(Problem statement): Reproduce the material below word for word, starting at its first line and ending after the line that contains "[125, 149, 169, 178]".

(Provided information):
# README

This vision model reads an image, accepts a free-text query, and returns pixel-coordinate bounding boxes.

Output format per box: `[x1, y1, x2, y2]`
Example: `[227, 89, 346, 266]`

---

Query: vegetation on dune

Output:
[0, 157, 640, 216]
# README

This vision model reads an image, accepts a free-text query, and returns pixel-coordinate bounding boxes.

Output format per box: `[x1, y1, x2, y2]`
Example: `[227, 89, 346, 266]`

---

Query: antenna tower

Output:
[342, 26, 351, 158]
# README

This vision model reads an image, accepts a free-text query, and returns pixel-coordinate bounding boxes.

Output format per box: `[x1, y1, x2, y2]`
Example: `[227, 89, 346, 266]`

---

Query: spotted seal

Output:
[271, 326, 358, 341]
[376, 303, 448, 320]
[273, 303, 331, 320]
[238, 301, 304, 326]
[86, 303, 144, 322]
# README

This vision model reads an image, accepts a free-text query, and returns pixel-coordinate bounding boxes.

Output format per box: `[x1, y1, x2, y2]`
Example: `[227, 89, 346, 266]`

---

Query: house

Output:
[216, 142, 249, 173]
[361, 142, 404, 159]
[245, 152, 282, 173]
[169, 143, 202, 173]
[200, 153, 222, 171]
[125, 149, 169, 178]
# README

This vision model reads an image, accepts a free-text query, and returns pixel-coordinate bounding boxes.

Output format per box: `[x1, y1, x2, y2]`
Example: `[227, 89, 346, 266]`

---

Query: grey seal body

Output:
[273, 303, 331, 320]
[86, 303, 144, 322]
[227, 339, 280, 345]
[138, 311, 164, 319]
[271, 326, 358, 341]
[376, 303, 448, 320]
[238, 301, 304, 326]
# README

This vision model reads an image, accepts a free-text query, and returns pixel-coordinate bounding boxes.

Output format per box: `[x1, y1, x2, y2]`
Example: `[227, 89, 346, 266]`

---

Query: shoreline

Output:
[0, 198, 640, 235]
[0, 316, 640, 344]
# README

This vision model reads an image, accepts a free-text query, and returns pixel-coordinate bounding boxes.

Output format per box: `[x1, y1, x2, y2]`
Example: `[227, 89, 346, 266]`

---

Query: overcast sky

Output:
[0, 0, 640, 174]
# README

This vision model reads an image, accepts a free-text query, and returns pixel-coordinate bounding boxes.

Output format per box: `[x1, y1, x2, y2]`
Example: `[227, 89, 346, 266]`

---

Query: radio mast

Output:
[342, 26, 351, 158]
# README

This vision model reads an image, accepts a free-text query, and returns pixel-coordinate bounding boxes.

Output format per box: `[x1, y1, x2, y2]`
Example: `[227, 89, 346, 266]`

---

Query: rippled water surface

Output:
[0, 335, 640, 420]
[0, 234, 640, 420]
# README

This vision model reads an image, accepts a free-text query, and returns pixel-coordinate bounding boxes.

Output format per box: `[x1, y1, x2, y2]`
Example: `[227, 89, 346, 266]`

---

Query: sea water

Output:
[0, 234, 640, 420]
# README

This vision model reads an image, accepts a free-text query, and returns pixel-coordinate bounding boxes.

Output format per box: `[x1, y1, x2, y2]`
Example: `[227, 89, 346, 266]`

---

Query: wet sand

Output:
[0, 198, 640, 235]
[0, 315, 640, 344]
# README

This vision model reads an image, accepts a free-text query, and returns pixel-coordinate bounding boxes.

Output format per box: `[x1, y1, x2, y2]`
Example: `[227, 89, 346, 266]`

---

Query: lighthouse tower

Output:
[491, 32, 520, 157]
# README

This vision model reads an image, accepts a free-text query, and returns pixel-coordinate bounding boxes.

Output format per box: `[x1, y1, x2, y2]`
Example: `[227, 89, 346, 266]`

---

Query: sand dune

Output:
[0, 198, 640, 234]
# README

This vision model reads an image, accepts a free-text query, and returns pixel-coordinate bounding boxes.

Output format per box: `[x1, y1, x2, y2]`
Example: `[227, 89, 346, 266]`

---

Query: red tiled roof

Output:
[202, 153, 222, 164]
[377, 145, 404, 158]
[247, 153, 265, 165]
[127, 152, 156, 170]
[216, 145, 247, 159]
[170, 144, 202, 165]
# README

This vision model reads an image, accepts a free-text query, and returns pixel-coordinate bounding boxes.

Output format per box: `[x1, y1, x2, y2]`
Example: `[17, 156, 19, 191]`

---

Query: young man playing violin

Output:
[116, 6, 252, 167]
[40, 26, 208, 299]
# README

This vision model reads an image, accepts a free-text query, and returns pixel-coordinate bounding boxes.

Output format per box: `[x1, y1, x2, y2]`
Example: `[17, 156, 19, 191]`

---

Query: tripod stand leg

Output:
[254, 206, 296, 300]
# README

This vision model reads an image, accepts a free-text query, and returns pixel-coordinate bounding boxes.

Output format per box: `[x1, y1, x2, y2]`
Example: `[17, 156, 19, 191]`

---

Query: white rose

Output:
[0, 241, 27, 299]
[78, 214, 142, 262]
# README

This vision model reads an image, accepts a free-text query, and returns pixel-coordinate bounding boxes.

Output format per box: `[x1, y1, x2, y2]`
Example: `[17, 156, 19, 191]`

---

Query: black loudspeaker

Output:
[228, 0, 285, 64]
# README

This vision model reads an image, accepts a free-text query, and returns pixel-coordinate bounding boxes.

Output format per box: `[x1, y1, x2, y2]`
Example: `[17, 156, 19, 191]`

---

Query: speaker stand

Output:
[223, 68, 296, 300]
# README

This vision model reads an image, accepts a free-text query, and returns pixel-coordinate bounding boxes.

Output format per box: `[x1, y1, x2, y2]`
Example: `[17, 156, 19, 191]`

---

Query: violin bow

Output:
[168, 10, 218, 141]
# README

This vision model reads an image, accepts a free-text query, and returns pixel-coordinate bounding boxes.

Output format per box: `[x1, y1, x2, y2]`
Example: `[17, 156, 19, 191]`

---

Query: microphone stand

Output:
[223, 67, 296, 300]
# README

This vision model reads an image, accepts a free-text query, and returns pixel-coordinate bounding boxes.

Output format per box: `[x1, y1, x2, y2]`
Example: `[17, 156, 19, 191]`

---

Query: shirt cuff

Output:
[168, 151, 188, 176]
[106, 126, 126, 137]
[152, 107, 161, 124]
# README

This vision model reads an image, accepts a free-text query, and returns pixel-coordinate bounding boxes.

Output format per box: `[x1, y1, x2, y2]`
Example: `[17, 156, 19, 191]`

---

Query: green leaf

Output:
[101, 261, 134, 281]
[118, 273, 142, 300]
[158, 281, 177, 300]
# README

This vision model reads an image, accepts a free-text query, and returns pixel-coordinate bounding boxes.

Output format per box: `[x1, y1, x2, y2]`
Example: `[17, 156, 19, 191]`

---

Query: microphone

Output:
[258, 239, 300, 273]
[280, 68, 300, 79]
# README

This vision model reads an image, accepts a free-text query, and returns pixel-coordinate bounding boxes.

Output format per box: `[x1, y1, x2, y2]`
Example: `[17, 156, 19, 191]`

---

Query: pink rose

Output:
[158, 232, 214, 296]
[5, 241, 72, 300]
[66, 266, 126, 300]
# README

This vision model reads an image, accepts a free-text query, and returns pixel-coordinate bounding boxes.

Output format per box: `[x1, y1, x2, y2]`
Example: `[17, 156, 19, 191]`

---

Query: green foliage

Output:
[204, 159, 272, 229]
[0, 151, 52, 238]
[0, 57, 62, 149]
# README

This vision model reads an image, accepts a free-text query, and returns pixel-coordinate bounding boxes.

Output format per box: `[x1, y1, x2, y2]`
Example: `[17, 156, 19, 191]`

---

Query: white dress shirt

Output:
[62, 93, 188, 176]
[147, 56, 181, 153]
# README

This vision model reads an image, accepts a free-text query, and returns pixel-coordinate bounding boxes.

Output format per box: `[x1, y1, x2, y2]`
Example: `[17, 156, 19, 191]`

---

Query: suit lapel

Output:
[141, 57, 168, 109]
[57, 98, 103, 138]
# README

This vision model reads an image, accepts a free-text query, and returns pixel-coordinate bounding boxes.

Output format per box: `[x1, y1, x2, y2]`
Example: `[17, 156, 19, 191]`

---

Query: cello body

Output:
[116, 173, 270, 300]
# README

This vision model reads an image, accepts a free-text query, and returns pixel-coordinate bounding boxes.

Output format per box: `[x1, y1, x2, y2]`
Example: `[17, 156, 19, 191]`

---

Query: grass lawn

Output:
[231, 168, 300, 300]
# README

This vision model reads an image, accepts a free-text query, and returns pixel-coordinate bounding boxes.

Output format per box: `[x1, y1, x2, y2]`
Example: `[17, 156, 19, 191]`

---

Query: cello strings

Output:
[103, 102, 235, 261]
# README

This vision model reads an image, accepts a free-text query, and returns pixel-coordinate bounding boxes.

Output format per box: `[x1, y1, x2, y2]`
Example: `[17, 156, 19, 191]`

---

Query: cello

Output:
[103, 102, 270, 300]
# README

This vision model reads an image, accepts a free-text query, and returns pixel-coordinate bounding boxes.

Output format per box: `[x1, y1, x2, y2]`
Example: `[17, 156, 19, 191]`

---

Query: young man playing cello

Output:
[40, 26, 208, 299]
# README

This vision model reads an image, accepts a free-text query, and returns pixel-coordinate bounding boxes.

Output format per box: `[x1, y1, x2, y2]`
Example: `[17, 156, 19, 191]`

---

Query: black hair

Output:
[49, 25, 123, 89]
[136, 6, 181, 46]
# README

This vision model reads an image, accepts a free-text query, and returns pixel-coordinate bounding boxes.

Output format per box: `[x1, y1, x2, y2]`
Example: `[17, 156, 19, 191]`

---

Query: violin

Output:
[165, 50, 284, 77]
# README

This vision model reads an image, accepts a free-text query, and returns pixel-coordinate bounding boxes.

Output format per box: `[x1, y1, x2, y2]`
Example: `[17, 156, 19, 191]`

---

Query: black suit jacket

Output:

(Answer to the problem):
# README

This vision model reads an image, accepts a free-text query, and returns pixel-coordinate bounding boxes.

Output format per box: `[x1, y1, x2, y2]`
Example: `[227, 89, 346, 266]`

---

Query: vegetation on dune

Output:
[0, 157, 640, 216]
# README

This vision model reads an image, accepts a free-text query, and returns pixel-coordinate bounding boxes.

Output format per box: `[x1, y1, x2, y2]`
Example: `[227, 89, 346, 266]`

---

Query: antenna tower

Output:
[342, 26, 351, 158]
# README

This vision model reads an image, accepts a free-text query, and returns pixel-coordinate bounding boxes.

Output format per box: `[x1, y1, x2, y2]`
Example: `[227, 89, 346, 266]`

---

Query: spotted seal

Output:
[271, 326, 358, 341]
[376, 303, 448, 320]
[273, 303, 331, 320]
[238, 301, 304, 326]
[86, 303, 144, 322]
# README

This vision model reads an image, accepts a free-text query, and returns pixel-coordinate bounding boxes.

Output format per box: `[x1, y1, x2, y2]`
Example: `[227, 89, 346, 266]`

---

Query: house

Output:
[216, 142, 249, 173]
[361, 142, 404, 159]
[245, 152, 282, 173]
[169, 143, 202, 173]
[200, 153, 222, 171]
[125, 149, 169, 178]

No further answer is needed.